Source extract:
My Ph.D. is an interdisciplinary degree in Religion and Literature. When I was in school, there were only two Religion and Literature departments in universities: U Chicago, and U Virginia. Religion and Literature is a strange major that neither discipline wants. Religion departments don’t understand why one of their students would study literature. And I have been called an “interloper” by a professor in the English department. The reason I wanted to study Religion and Literature is due to my conviction that literature conveys meaning. Most sacred literature, including the Bible, is written in literary forms (also the Rig Veda, the Koran, and the Songs of Milarepa). Many of the prophets use poetry and metaphor, the Psalms are lyric poems, and much of the other books are stories. It was, and is, my belief that Hemingway says something about life, about reality, and about meaning or the lack thereof in existence. So did T. S. Eliot. So did Samuel Taylor Coleridge–especially in his famous poem, THE EOLIAN HARP. And Coleridge certainly said something about existence and thinly disguised religion in THE RHYME OF THE ANCIENT MARINER. But I need to be clear, I was not interested in religious literature. Rather, I sought statements about life in all literature. I suppose I was making a Swedenborgian connection not everybody would make. Swedenborg writes, “All religion relates to life, and the religious life is to do good.” So for me, statements about life are religious statements.
Unfortunately for me then, and now, the keepers of English literature do not think that literary art is about meaning-making. I’m not at all sure what English literature does or is for them. But two narratives point to what literature does or is, today.

What to produce: In the passage about studying religion and literature, which two universities had Religion and Literature departments when the writer was in school? Answer from the passage alone.

Dataset excerpts:
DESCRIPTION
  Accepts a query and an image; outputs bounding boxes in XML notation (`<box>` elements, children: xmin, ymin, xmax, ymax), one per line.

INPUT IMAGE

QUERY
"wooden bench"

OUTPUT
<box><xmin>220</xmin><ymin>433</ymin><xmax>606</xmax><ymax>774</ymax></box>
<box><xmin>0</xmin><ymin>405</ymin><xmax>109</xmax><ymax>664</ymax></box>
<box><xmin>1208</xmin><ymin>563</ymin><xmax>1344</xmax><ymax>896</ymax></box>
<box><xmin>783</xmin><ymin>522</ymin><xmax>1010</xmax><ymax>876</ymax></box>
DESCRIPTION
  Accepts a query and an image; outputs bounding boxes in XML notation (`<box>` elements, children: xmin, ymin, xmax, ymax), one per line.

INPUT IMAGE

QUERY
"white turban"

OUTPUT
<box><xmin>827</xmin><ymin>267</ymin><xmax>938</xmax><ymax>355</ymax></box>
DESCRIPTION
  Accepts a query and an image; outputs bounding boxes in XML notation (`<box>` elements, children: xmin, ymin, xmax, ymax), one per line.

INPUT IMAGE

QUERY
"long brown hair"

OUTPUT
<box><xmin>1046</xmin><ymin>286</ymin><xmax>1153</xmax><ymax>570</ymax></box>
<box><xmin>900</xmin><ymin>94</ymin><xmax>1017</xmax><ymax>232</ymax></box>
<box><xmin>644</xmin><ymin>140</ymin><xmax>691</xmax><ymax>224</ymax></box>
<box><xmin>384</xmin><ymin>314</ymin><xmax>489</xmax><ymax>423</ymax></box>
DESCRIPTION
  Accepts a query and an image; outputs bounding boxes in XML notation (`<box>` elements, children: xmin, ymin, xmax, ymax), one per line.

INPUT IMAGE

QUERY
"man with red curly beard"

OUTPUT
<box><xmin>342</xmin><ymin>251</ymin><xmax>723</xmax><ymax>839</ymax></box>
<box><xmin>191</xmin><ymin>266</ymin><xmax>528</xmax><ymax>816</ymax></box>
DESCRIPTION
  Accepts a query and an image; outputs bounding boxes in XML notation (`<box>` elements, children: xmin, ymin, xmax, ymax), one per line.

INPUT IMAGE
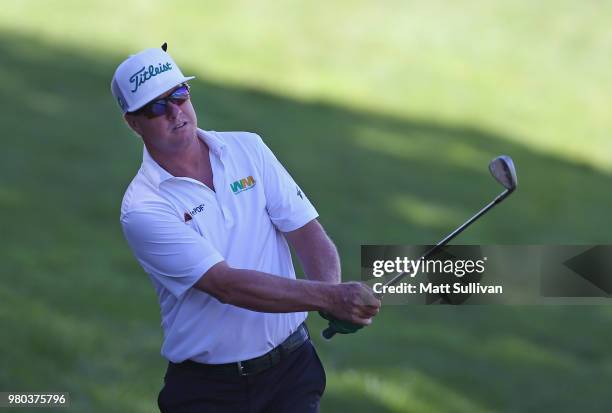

Exercise result: U Chicago and U Virginia.